===== Records for the task

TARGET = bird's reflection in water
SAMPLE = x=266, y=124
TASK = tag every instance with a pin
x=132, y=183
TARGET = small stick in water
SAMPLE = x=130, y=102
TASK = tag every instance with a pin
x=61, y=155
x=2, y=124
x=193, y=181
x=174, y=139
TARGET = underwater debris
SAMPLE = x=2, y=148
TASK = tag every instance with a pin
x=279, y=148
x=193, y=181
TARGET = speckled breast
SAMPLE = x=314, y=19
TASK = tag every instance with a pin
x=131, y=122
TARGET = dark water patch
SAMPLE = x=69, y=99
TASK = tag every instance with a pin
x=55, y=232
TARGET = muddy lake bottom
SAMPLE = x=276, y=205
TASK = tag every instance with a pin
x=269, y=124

==========

◆ **Exercise requirements**:
Rewrite the data above, swapping "tag every instance with a pin" for "mark every instance with a point" and leaving everything else unchanged.

◆ **Result below**:
TARGET = bird's reflection in water
SAMPLE = x=266, y=124
TASK = mark every instance with a point
x=132, y=183
TARGET = small stick in water
SAMPLE = x=130, y=102
TASK = mark every instance with a point
x=61, y=155
x=2, y=124
x=193, y=181
x=174, y=139
TARGET = underwater debris
SAMPLE = x=2, y=148
TASK = mark every instance with a point
x=279, y=148
x=193, y=181
TARGET = speckled breast
SAMPLE = x=314, y=19
TASK = mark every instance with a point
x=131, y=122
TARGET = dark water patch
SAMPLE = x=69, y=99
TASK = mark every instance with a point
x=55, y=232
TARGET = muddy lake bottom
SAMPLE = x=276, y=205
TASK = mark every instance with a point
x=269, y=124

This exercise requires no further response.